| Provided data |
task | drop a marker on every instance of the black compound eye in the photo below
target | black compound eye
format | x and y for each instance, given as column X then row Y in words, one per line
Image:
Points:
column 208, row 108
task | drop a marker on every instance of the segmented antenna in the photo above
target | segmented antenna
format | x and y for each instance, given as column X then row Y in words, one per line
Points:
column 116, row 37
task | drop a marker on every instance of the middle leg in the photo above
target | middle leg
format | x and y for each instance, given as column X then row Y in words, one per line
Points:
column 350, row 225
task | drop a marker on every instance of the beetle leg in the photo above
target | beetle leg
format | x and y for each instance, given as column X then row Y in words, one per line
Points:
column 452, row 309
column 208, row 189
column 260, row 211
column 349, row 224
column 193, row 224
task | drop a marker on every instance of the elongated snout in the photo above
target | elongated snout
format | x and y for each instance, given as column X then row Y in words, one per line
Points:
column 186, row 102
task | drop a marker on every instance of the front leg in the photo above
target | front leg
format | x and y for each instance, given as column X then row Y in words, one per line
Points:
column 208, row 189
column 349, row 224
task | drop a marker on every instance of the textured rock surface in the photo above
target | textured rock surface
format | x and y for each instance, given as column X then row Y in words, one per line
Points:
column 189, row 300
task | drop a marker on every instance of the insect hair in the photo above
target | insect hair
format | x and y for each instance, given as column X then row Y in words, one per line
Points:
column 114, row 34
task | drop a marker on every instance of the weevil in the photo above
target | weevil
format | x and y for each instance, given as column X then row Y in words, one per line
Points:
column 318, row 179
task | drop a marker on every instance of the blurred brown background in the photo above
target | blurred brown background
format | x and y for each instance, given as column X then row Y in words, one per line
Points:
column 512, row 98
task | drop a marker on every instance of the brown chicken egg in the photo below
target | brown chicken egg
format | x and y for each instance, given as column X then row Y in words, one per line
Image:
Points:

| What is asked |
Rewrite all the items above with every "drop a marker" changed to "place a pin" and nothing else altered.

| Written solution |
task | place a pin on every instance of the black compound eye in the photo below
target | black compound eye
format | x and y for each instance, given as column X then row Y in words, one per line
Image:
Points:
column 208, row 108
task | place a pin on every instance of the segmented antenna in the photo above
target | segmented antenna
format | x and y for each instance, given as column X then row Y in words, one per line
Points:
column 116, row 37
task | place a pin on every instance of the middle leg in the photo above
target | middle leg
format | x and y for each instance, given as column X then row Y in words, one per line
Points:
column 350, row 225
task | place a pin on every instance of the beetle leg in the photo above
target | beetle leg
format | x and y for each instance, given as column X then row Y in words, one per line
Points:
column 452, row 309
column 208, row 189
column 260, row 211
column 349, row 224
column 193, row 224
task | place a pin on every instance of the elongated snout in the photo above
target | elongated snout
format | x and y for each instance, given as column X then row Y in words, one per line
Points:
column 186, row 102
task | place a pin on every instance of the front leg in the photo above
target | front leg
format | x and y for each instance, given as column X then row Y in words, one per line
Points:
column 208, row 189
column 349, row 224
task | place a pin on every instance of the textured rock surface in the photo above
target | textured rock surface
format | x and y for each instance, given as column X then row Y in words, one per line
Points:
column 189, row 300
task | place a pin on every instance of the insect hair in the photo above
target | insect hair
format | x and y for each instance, given as column X then row Y in words, one per line
Points:
column 114, row 34
task | place a pin on every instance of the weevil in the photo above
target | weevil
format | x and y for each instance, given as column X then row Y in words, one per line
Points:
column 318, row 179
task | place a pin on every instance of the blurred brown background in the photo above
target | blurred brown background
format | x and y for each instance, given as column X then row Y in words, one per line
Points:
column 512, row 98
task | place a pin on every instance of the brown chicken egg in the photo below
target | brown chicken egg
format | x and y for each instance, given as column X then row Y in words, one per line
Image:
Points:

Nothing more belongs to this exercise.